> What you are asked to do: Please transcribe, exactly and only, the lines of the records below from the one holding "negative clicks: (500, 439) (545, 368)" to the very end.

> Extracted data:
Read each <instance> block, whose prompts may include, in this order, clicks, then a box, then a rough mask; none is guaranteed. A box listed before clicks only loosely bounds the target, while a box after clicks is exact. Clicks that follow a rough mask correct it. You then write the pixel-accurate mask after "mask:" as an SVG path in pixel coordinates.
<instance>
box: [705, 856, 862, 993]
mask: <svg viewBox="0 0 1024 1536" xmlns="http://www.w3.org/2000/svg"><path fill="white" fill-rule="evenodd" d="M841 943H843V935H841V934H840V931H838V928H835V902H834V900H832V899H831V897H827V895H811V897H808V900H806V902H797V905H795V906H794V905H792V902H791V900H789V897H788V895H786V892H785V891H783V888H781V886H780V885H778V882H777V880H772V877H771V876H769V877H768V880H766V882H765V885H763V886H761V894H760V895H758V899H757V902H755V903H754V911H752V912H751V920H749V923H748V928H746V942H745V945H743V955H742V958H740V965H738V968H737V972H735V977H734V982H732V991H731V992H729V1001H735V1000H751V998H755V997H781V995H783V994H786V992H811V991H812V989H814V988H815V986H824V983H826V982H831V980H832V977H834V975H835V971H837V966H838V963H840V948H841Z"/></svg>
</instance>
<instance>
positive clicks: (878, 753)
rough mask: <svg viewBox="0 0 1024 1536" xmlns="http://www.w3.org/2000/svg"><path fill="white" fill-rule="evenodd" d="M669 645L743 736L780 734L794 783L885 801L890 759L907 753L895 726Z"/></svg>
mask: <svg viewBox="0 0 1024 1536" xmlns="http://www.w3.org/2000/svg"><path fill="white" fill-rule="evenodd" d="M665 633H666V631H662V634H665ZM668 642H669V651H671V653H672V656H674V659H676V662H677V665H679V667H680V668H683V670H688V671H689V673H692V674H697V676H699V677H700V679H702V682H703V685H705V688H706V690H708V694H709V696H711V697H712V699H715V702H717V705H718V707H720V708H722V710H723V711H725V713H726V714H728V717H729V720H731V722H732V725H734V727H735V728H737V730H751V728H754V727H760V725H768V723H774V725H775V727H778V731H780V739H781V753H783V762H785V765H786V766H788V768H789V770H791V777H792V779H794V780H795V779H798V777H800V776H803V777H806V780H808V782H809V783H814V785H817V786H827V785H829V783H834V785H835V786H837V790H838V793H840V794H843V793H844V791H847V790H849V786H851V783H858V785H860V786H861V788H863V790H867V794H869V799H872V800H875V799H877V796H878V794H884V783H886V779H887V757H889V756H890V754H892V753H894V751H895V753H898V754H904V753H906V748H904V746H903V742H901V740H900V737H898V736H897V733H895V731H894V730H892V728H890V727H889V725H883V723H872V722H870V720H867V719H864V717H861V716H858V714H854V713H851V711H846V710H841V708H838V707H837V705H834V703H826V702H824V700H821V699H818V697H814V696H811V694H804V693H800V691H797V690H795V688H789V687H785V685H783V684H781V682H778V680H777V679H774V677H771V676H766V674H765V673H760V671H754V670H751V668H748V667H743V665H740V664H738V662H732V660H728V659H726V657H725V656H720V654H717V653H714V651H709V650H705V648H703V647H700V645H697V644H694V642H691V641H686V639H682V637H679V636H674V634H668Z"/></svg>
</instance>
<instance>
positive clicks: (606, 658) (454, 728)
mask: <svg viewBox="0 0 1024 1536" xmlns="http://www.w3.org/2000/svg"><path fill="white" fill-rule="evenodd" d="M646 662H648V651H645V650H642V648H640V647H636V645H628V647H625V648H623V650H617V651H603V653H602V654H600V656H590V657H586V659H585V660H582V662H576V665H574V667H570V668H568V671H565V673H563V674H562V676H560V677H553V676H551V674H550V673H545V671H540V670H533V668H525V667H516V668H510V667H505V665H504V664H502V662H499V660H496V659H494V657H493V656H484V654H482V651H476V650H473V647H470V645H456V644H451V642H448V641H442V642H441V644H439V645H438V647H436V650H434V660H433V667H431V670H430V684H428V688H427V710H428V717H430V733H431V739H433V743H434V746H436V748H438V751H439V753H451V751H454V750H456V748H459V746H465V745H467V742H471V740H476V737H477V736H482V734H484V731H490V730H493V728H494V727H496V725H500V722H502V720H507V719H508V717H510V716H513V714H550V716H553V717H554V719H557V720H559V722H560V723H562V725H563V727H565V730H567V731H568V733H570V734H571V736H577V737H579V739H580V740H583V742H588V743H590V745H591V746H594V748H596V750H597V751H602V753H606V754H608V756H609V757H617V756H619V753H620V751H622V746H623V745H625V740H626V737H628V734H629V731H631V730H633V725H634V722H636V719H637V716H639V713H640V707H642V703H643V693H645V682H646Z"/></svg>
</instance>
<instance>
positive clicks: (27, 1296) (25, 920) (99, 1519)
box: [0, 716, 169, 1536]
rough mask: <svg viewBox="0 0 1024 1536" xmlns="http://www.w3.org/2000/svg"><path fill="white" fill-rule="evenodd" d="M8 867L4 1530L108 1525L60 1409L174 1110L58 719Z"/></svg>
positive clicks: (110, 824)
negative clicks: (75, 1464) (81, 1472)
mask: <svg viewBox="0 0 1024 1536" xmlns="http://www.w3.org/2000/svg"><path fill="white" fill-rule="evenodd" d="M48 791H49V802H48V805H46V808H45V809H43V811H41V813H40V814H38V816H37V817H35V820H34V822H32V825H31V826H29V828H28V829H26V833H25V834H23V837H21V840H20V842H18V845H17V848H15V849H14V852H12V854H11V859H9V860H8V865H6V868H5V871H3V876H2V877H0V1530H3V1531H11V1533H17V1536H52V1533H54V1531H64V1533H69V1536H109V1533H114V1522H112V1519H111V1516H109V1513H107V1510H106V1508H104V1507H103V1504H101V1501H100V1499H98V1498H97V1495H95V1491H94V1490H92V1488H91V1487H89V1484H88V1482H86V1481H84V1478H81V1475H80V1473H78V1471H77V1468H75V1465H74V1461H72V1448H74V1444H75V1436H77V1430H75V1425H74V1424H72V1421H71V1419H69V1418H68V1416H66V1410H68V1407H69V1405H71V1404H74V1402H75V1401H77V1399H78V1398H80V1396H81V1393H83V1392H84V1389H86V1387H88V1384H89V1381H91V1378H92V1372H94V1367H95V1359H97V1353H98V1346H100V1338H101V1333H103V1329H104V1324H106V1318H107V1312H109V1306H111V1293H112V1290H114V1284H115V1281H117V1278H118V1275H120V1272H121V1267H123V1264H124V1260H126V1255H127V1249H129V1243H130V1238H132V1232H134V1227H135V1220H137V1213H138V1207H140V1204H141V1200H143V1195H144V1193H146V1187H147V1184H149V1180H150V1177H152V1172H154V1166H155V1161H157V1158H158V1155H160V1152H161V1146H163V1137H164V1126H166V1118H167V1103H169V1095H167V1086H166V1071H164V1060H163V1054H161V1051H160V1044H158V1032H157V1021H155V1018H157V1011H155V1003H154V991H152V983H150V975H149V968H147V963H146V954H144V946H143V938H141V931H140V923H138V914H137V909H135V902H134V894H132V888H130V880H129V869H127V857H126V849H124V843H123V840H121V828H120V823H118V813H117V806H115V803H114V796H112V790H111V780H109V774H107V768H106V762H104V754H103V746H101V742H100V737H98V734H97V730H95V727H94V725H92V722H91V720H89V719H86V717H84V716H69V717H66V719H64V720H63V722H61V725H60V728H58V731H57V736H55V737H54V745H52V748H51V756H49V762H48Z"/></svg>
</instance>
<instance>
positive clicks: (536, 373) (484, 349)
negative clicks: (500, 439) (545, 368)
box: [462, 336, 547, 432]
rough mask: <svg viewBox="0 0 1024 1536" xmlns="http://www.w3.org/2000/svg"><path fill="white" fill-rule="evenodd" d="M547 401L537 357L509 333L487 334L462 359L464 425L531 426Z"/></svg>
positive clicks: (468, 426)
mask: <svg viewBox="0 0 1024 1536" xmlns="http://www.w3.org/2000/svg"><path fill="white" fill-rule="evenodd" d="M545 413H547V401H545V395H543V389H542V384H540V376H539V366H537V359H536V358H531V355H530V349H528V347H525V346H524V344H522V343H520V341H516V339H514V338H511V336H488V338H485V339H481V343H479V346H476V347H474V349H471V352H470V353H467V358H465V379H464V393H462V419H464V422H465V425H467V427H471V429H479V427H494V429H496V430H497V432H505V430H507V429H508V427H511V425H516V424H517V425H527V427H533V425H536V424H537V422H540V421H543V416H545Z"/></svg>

> Your solution:
negative clicks: (500, 439) (545, 368)
box: [462, 336, 547, 432]
rough mask: <svg viewBox="0 0 1024 1536" xmlns="http://www.w3.org/2000/svg"><path fill="white" fill-rule="evenodd" d="M547 401L537 357L509 333L487 334L462 359L464 425L531 426Z"/></svg>
positive clicks: (468, 426)
mask: <svg viewBox="0 0 1024 1536" xmlns="http://www.w3.org/2000/svg"><path fill="white" fill-rule="evenodd" d="M545 413H547V401H545V395H543V389H542V384H540V376H539V366H537V359H536V358H531V355H530V349H528V347H525V346H524V344H522V343H520V341H516V339H514V338H511V336H488V338H485V339H481V343H479V346H476V347H474V349H471V352H470V353H467V358H465V379H464V393H462V419H464V422H465V425H467V427H471V429H479V427H494V429H496V430H497V432H505V430H507V429H508V427H511V425H516V424H517V425H527V427H533V425H536V424H537V422H540V421H543V416H545Z"/></svg>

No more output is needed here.